The day before 5 August, Ayodhya and Srinagar were pictures in contrast. Ayodhya was breathless with anticipation for the bhoomipujan scheduled to be performed today. Saffron flags fluttered, houses overlooking roads had been given a fresh coat of paint, and there was much speculation about who had been invited to witness Prime Minister Narendra Modi perform the puja. Ayodhya awaited its tryst with destiny.
Hundreds of miles away, on the evening of 4 August, police vehicles criss-crossed Srinagar, announcing over the loudspeaker the administration’s decision to impose curfew in the city for two days. The curfew was subsequently extended to the entire Valley, ostensibly because the administration had information that the separatists and Pakistan-sponsored groups were planning to observe 5 August as Black Day.
It was on 5 August 2019 that the Union government read down Article 370, annulled the special status of Jammu and Kashmir, carved out Ladakh from it, and demoted its status from a state to a Union Territory. The change was depicted as one big leap to a Naya or New Kashmir. Curfew seemed a funny way of celebrating the new dawn.
The two contrasting pictures will be etched in our memories, for 5 August will connect Ayodhya’s joys to Srinagar’s sorrow. Ayodhya’s celebrations would have been incomplete without Srinagar’s suffering. This is because the triumph of Hindutva is predicated on the defeat of its presumed adversaries—and their humiliation in perpetuity.
Hindutva had won in Ayodhya on several occasions in the past. It had won on the night of 22-23 December 1949, when the idol of Ram was surreptitiously installed in the Babri Masjid. It had won again on 6 December 1992, the day the Babri Masjid was razed to the ground. The Supreme Court judgement of 9 November allowing the Hindus to build the Ram temple in Ayodhya merely formalised its past victories.

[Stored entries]

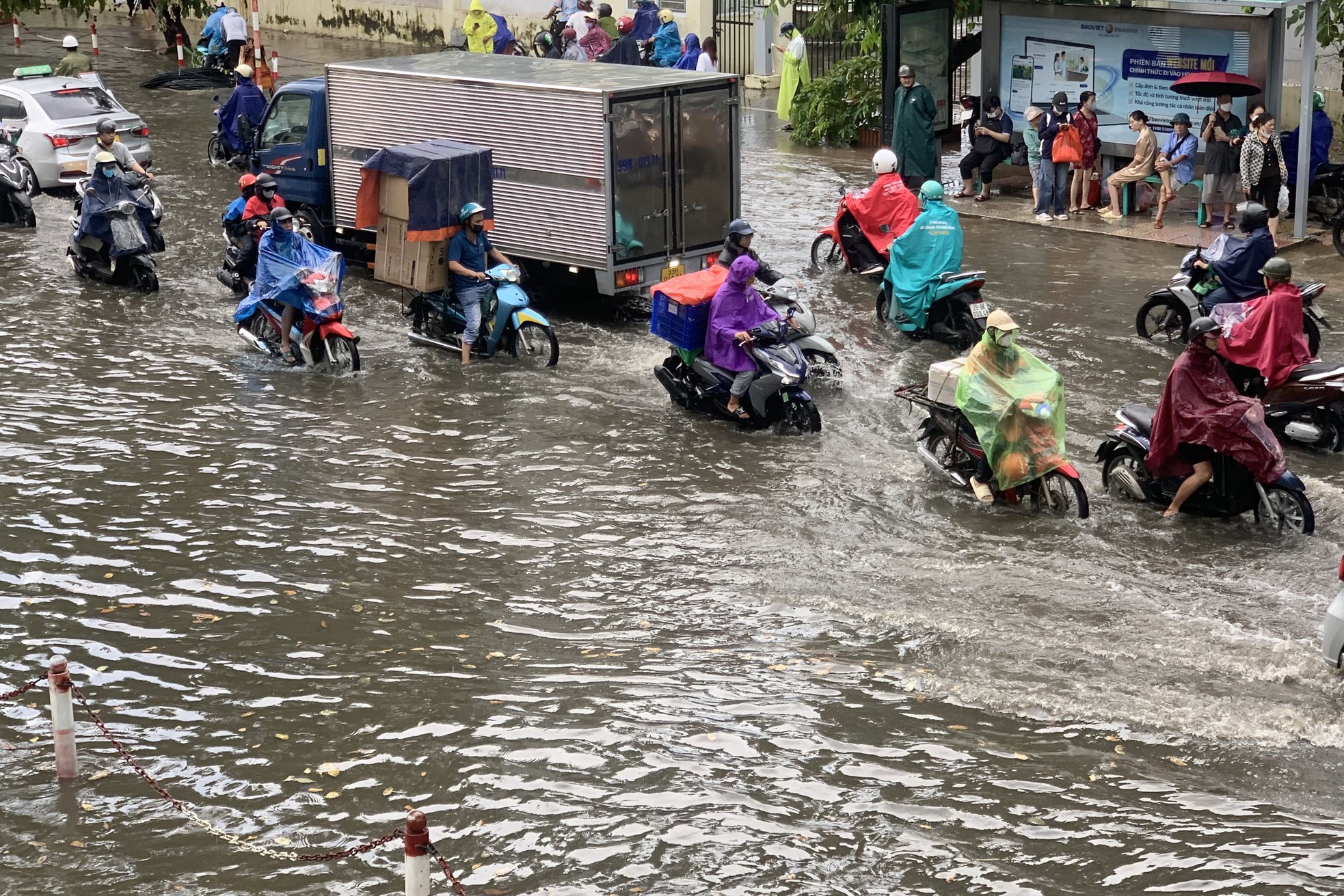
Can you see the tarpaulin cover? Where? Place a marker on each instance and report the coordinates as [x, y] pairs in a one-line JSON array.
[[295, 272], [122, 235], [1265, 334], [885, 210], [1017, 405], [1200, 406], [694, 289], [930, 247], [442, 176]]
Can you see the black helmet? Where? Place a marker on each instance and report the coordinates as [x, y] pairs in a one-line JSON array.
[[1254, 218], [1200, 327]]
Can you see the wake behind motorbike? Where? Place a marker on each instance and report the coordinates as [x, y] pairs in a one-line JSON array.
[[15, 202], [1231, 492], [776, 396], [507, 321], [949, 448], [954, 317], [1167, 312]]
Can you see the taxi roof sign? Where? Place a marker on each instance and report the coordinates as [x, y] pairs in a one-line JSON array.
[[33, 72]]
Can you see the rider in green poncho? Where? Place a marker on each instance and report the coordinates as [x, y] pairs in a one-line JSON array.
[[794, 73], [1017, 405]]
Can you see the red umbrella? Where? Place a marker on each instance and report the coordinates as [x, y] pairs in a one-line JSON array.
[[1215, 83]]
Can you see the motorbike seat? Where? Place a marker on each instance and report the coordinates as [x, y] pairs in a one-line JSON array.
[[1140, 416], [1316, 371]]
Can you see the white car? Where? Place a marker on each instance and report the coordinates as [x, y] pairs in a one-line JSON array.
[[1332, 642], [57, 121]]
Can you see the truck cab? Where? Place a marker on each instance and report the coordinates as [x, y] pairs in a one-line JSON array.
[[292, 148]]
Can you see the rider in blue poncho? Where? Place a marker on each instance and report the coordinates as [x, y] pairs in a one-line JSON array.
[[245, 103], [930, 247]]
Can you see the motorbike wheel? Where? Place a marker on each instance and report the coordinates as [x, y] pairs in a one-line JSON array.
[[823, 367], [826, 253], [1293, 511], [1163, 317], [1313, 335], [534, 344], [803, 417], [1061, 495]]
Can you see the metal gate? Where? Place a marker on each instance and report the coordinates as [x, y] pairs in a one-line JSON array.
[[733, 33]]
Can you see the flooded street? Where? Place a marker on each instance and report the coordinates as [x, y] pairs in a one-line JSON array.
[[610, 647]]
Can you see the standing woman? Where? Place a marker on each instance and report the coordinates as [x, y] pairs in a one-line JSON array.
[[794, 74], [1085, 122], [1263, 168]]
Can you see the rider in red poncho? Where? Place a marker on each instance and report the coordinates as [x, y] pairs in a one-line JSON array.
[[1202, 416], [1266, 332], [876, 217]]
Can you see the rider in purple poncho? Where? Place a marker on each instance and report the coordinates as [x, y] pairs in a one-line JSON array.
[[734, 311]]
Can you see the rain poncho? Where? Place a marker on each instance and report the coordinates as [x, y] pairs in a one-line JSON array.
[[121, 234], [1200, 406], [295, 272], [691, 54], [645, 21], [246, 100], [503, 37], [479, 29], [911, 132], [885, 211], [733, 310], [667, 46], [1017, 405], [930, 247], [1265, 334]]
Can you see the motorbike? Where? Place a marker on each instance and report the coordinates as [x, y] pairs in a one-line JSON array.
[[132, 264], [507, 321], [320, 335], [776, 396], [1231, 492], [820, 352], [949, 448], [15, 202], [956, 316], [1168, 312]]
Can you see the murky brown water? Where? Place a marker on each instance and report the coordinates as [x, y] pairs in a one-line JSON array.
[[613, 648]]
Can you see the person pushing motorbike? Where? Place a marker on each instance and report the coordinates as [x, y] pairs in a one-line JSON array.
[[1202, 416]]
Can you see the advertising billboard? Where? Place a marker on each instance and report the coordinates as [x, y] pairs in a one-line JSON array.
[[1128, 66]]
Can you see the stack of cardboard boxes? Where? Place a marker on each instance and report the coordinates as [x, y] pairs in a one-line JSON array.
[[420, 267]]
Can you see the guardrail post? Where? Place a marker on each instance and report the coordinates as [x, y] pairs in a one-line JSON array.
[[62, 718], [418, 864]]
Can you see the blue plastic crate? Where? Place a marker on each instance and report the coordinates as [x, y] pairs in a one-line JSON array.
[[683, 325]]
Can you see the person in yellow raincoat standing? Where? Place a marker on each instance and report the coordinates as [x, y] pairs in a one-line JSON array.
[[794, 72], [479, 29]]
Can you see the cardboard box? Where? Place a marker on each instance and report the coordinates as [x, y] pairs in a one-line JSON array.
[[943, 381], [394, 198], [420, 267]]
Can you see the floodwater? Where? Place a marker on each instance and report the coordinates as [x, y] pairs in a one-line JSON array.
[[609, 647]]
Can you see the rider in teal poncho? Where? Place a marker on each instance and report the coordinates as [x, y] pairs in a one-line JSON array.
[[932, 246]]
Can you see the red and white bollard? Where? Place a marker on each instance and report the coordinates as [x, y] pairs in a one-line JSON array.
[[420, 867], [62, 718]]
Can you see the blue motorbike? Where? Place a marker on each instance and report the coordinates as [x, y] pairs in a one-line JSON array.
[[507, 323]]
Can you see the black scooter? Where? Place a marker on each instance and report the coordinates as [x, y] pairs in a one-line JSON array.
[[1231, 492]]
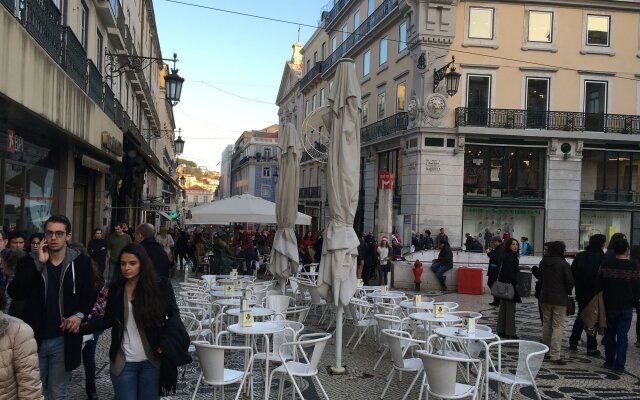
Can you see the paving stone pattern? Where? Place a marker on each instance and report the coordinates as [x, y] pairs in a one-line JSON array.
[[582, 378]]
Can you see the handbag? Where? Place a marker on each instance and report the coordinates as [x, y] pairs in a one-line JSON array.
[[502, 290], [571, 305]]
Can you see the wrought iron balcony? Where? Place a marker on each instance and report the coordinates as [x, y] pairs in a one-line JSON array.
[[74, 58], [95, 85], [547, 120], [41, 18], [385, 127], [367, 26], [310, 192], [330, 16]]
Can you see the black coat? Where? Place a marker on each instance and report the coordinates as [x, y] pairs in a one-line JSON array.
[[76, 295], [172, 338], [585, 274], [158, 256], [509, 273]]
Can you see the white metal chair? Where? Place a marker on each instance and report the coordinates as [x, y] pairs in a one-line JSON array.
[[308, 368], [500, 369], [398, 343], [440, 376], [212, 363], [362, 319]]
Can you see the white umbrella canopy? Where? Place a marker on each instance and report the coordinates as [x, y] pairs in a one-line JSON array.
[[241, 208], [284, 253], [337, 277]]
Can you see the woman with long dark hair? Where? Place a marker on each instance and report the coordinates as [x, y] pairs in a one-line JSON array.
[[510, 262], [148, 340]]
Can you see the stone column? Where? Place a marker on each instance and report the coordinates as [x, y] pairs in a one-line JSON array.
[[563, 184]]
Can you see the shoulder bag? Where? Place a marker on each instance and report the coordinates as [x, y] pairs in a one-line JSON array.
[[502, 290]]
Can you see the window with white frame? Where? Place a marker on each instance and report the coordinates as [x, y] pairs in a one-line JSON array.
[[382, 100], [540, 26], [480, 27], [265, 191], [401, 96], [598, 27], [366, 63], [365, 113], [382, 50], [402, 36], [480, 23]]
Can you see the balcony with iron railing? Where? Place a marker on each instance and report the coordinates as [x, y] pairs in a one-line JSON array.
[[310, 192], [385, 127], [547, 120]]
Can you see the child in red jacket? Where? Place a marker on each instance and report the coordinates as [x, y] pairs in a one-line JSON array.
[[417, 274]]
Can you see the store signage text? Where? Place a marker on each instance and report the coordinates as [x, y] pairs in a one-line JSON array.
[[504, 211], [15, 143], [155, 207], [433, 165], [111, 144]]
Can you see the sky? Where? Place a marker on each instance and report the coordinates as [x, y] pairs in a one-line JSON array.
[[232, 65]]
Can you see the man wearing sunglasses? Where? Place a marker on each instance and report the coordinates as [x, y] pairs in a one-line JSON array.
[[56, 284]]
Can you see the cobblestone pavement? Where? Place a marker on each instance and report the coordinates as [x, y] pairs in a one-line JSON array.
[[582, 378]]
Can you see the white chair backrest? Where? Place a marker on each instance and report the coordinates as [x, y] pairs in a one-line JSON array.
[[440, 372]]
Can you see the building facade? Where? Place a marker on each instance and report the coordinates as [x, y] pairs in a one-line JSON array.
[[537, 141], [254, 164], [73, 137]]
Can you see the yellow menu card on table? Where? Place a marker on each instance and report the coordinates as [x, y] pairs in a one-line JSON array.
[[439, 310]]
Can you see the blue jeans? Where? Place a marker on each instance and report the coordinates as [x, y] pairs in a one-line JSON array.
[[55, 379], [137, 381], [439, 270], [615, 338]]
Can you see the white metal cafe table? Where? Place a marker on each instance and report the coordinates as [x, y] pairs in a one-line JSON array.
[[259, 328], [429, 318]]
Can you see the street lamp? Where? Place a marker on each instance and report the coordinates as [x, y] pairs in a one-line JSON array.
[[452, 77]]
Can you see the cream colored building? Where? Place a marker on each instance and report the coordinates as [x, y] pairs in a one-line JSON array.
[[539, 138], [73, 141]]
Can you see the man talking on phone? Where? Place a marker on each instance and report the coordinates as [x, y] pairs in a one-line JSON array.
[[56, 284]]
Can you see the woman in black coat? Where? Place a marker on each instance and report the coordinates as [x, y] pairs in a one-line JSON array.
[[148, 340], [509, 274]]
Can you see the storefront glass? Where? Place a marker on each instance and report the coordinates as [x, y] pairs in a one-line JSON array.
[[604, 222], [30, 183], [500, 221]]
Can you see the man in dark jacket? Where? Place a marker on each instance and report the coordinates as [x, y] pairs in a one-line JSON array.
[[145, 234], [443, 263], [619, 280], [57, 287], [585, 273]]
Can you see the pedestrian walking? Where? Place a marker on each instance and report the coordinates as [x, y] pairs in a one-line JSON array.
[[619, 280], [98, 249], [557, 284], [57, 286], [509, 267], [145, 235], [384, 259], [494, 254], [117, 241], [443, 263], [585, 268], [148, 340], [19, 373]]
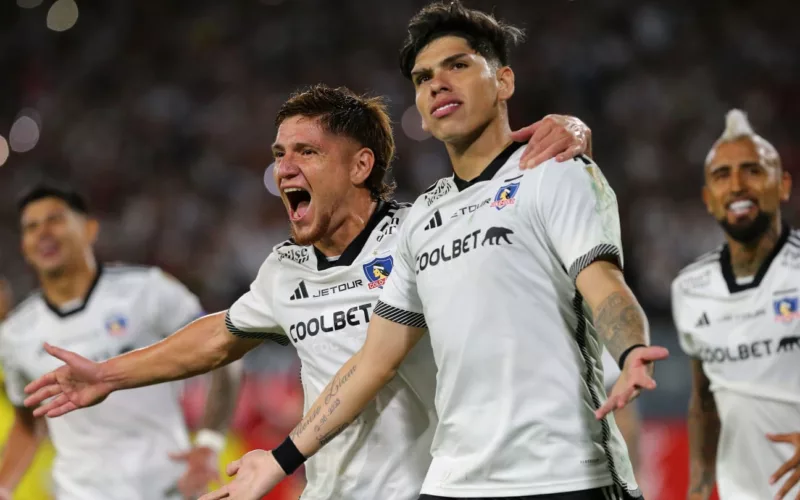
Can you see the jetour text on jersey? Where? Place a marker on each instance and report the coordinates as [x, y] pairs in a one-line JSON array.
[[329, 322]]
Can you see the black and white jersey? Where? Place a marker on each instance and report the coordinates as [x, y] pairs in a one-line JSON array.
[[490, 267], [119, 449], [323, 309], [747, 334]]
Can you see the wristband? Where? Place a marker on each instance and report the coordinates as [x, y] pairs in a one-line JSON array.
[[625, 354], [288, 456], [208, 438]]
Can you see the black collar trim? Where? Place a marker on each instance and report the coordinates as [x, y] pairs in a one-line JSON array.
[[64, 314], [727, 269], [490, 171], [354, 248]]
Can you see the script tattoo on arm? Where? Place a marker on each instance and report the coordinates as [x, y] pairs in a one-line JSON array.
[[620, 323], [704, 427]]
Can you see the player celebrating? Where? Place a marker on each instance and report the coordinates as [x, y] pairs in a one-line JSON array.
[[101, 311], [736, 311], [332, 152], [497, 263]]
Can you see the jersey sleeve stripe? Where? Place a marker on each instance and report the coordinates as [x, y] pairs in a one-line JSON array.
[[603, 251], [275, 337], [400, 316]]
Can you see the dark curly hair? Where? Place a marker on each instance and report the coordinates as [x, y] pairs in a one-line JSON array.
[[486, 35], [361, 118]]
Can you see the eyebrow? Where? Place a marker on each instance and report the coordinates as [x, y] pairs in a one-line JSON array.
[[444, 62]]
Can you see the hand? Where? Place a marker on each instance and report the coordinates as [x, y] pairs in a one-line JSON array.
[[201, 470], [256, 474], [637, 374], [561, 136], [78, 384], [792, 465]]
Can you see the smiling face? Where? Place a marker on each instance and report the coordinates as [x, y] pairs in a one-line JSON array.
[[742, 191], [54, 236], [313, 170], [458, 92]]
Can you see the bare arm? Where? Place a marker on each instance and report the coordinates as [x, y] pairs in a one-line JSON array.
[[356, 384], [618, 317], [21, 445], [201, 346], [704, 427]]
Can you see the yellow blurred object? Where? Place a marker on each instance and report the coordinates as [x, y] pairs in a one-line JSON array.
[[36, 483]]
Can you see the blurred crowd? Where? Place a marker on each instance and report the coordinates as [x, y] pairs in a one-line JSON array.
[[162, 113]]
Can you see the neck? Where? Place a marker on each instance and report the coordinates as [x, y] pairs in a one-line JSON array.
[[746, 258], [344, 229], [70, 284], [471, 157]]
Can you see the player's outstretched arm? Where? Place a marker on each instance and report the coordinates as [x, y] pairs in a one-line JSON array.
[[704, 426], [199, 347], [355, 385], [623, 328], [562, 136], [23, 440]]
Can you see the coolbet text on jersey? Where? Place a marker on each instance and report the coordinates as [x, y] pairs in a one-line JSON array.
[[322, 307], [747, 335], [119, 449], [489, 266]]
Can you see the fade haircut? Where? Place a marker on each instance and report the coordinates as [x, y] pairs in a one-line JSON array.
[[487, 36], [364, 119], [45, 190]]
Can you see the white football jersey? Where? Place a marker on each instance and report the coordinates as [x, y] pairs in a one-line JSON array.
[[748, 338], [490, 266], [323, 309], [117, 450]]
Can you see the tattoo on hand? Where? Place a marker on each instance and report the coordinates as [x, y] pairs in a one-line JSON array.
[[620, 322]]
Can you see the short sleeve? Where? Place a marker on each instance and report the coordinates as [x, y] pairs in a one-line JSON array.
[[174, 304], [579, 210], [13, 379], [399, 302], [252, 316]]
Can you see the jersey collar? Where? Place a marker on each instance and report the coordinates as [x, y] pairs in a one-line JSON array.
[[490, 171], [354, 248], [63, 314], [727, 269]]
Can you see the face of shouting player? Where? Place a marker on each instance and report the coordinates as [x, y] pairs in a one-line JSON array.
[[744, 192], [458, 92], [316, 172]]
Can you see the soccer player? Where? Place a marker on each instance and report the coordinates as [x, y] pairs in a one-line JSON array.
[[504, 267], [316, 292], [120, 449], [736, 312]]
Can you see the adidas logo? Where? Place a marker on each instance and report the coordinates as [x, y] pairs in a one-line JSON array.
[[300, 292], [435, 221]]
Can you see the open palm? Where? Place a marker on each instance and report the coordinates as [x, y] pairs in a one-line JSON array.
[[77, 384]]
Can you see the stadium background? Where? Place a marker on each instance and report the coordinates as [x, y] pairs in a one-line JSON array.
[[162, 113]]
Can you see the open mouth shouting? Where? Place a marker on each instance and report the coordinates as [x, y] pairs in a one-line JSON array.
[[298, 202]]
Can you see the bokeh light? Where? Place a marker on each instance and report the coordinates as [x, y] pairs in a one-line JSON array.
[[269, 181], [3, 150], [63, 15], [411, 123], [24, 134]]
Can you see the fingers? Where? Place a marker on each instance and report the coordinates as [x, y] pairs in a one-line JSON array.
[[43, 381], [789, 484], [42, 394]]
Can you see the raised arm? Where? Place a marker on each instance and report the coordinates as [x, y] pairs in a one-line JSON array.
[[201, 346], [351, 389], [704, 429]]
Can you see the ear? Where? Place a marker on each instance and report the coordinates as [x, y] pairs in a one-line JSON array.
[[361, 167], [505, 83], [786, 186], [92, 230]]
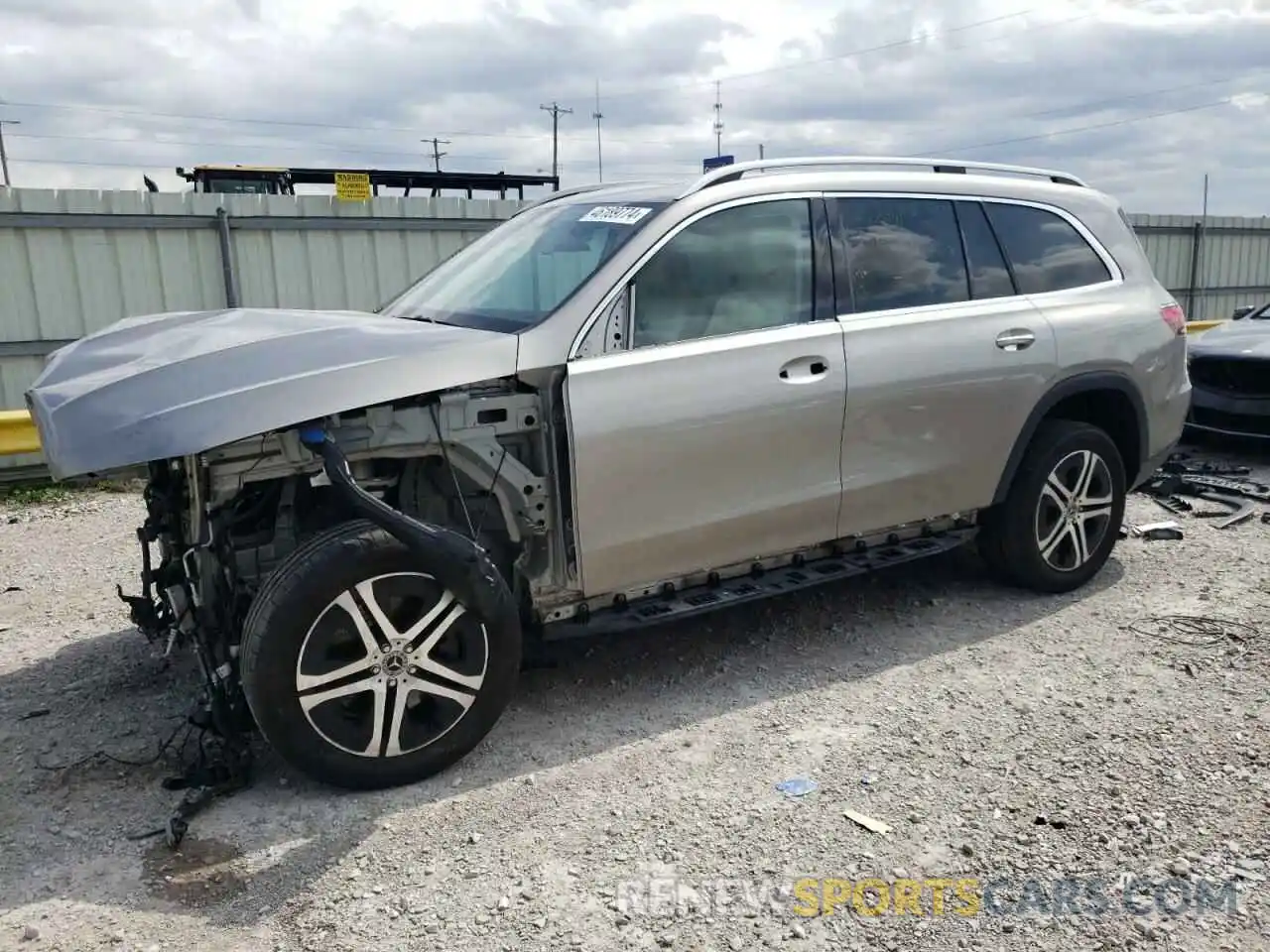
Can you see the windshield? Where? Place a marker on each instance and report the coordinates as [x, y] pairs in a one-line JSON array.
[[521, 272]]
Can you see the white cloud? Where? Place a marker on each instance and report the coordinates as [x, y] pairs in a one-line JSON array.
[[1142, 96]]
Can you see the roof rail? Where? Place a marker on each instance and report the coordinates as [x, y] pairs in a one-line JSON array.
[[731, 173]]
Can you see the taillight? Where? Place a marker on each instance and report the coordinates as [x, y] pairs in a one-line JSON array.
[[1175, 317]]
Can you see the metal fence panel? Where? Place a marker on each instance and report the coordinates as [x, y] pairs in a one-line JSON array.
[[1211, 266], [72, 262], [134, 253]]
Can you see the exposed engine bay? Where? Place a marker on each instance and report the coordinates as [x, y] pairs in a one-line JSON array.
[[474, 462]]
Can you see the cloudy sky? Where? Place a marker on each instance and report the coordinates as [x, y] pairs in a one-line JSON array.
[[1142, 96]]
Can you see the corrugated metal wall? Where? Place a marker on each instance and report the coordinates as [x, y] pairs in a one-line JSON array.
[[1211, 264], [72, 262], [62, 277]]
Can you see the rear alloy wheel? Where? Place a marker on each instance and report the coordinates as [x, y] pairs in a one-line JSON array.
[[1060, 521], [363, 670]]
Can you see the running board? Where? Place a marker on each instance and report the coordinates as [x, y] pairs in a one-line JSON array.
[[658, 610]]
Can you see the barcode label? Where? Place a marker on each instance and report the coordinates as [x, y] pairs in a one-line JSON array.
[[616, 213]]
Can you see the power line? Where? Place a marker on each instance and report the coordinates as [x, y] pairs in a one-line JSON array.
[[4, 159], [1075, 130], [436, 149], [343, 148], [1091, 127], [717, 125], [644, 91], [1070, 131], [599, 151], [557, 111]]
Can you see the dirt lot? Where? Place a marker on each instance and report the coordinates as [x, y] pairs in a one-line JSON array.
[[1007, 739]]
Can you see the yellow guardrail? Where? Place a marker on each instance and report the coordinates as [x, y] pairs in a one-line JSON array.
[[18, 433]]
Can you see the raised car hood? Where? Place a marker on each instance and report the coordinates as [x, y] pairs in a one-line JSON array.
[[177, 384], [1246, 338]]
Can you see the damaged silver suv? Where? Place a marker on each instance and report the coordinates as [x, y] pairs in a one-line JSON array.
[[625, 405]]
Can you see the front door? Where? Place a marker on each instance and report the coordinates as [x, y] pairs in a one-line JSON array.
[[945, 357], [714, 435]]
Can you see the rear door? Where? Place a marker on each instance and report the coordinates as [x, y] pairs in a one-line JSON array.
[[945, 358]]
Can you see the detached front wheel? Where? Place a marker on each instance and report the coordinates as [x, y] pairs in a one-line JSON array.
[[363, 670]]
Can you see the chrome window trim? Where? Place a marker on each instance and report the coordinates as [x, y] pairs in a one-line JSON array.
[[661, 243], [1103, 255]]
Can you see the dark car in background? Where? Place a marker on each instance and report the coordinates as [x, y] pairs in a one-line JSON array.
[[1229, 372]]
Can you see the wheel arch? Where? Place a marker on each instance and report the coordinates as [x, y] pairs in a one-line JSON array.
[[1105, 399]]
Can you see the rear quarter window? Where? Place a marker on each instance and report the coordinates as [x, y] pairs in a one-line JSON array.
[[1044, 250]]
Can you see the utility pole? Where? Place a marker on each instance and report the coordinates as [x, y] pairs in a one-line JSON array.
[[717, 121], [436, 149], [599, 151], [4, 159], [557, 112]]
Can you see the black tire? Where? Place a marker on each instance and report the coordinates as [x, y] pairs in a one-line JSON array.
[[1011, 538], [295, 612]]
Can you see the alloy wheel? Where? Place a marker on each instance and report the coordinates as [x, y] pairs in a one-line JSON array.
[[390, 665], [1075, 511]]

Exercise requirements: Pick up the piece on Ayodhya and Srinagar right after its last sentence and keep writing it.

Expected answer:
The performance of the bhoomipujan at a vacant spot is visually bereft of suggestions of a conquest, certainly for those who were born much after 1992 or were too young then to have memories of the demolition of the Babri Masjid. Hindutva thrives on displaying strength. Its votaries must remain in thrall to the idea of permanent Hindu domination.
From this perspective, Srinagar is as pressing a psychological necessity for Hindutva as Ayodhya is. This was perhaps why 5 August was chosen as the day for performing the bhoomipujan in Ayodhya, although opinion in the Hindu priestly class is still divided whether August is an auspicious period to commence an activity of immense import.
Even as Ayodhya celebrates today, Kashmiris will mourn behind closed doors, in silence, ruminating over their fate. A public mourning can be cathartic, even elevating. But Srinagar had to be denied its right to express its sorrow collectively because it would have otherwise made Hindutva feel grossly incomplete, its victory only partial.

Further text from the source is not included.